Convert the records below into a numbered list with one line per item, leaving out any blank lines.
--- start ---
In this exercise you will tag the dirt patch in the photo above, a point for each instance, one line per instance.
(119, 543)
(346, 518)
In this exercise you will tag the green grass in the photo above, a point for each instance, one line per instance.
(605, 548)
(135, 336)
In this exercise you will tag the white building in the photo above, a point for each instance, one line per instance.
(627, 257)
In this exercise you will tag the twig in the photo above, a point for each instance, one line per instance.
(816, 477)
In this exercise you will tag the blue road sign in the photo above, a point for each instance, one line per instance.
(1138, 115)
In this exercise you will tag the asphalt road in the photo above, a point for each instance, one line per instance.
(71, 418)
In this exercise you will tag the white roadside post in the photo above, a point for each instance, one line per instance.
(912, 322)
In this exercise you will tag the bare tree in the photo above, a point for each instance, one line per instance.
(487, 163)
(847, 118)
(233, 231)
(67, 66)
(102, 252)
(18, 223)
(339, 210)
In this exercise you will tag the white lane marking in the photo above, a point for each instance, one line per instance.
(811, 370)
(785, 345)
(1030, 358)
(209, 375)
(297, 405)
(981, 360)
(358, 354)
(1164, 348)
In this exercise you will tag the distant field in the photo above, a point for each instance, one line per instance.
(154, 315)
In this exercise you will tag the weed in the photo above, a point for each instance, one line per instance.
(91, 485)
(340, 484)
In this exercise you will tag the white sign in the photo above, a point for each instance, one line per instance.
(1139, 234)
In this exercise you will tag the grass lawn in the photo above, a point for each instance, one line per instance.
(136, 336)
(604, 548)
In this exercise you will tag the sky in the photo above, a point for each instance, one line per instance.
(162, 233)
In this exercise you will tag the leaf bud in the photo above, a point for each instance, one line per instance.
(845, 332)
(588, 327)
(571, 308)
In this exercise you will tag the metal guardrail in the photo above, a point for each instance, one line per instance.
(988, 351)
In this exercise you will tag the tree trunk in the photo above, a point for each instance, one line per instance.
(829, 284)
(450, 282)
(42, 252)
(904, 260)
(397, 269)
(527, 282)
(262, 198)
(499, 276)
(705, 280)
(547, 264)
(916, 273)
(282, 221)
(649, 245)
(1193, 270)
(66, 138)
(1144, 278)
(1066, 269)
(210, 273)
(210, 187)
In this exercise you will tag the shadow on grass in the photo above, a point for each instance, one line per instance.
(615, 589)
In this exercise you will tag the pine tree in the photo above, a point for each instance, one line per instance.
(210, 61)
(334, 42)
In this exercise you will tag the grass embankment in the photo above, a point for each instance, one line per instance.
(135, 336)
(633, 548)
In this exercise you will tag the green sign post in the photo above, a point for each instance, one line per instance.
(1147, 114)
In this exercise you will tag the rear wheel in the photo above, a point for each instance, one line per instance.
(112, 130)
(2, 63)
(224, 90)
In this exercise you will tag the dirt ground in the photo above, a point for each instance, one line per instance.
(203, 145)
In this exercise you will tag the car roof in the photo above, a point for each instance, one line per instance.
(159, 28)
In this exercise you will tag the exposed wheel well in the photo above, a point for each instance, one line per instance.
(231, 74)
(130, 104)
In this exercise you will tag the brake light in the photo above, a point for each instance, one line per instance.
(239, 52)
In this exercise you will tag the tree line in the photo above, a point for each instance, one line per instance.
--- end ---
### REPLY
1. In this exercise you will tag the dirt patch in the photo above, a point for each instance, one line per instance.
2. (119, 543)
3. (346, 518)
4. In this exercise you will tag the green grass in the photo above, a point for each instance, one line per instance.
5. (605, 548)
6. (135, 336)
7. In this exercise you will tag the white building in the photo above, a point for each instance, one line per instance.
8. (627, 257)
9. In this exercise you will tag the twig in the photo above, a point for each instance, one line per instance.
10. (816, 477)
11. In this exercise you will tag the blue road sign in the photo above, a point for each instance, one line per instance.
12. (1138, 115)
13. In this exercise you will tag the asphalt road in the photo above, a point for each instance, one line per instance.
14. (71, 418)
15. In this exercise you will tag the white roadside post in the photo above, a point for each instance, one line per instance.
16. (912, 322)
17. In this exercise you will tag the bare tree in the photo above, a point for each instance, one line per instance.
18. (487, 163)
19. (847, 118)
20. (233, 231)
21. (67, 66)
22. (102, 252)
23. (18, 223)
24. (339, 210)
25. In this exercise you will tag the white lane marking in the photo above, a point for each instance, one line per instance.
26. (811, 370)
27. (785, 345)
28. (1030, 358)
29. (209, 375)
30. (297, 405)
31. (981, 360)
32. (358, 354)
33. (1164, 348)
34. In this exercise you will tag the distant field in the photo above, a point for each instance, one line per instance.
35. (154, 315)
36. In this exercise you will tag the weed in the photo above, a point for each instance, one line per instance.
37. (91, 485)
38. (340, 484)
39. In this exercise you will tag the white sign in the photo above, a point for each instance, one line per instance.
40. (1139, 234)
41. In this exercise you will tag the grass lawn in the photo above, a point for each instance, one line per instance.
42. (136, 336)
43. (604, 548)
44. In this exercise you will tag the sky in the photo above, a point for each instance, one line per instance.
45. (162, 233)
46. In this exercise you will tag the leaf bud in the photo above, a point for each instance, one line per instance.
47. (845, 332)
48. (588, 327)
49. (571, 308)
50. In this exercise you will tag the metal guardrail in the photo above, a point for each instance, one line per instance.
51. (988, 351)
52. In this exercise you will tag the tree trunk in the photo above, a point for each instance, one line per instance.
53. (829, 284)
54. (450, 282)
55. (42, 252)
56. (904, 260)
57. (397, 269)
58. (527, 282)
59. (262, 198)
60. (499, 276)
61. (705, 280)
62. (547, 264)
63. (916, 273)
64. (282, 221)
65. (649, 245)
66. (1193, 270)
67. (66, 138)
68. (1144, 278)
69. (1066, 269)
70. (210, 273)
71. (210, 187)
72. In this exercise you will tag the shadow on grass in the photo above, a point for each instance, one line per instance.
73. (615, 589)
74. In this exercise you will tag the pine tree in the photo above, a point for each instance, one line per instance.
75. (210, 61)
76. (334, 42)
77. In this exercise you will tag the grass embankment in the photo above, a point for each instance, one line per instance.
78. (135, 336)
79. (633, 548)
80. In this exercise you will tag the green sign post in the photo above, a point for each instance, one line per instance.
81. (1147, 114)
82. In this exercise you will tag the rear wheel in the photo above, a point for each instance, one line per instance.
83. (112, 130)
84. (2, 63)
85. (224, 90)
86. In this exercise you will tag the dirt ground in the photo above, a point for each instance, one line per instance.
87. (203, 145)
88. In this exercise you will tag the car roof in the photo above, a point for each instance, one line per instance.
89. (159, 28)
90. In this exercise you will tag the exposed wheel well in the photo above, a point for each instance, one line per instance.
91. (231, 74)
92. (130, 104)
93. In this exercise you will tag the brake light in the photo above, a point for each instance, one line per instance.
94. (239, 52)
95. In this exercise you will tag the tree line in the photo above, a point for each instance, one line per instance.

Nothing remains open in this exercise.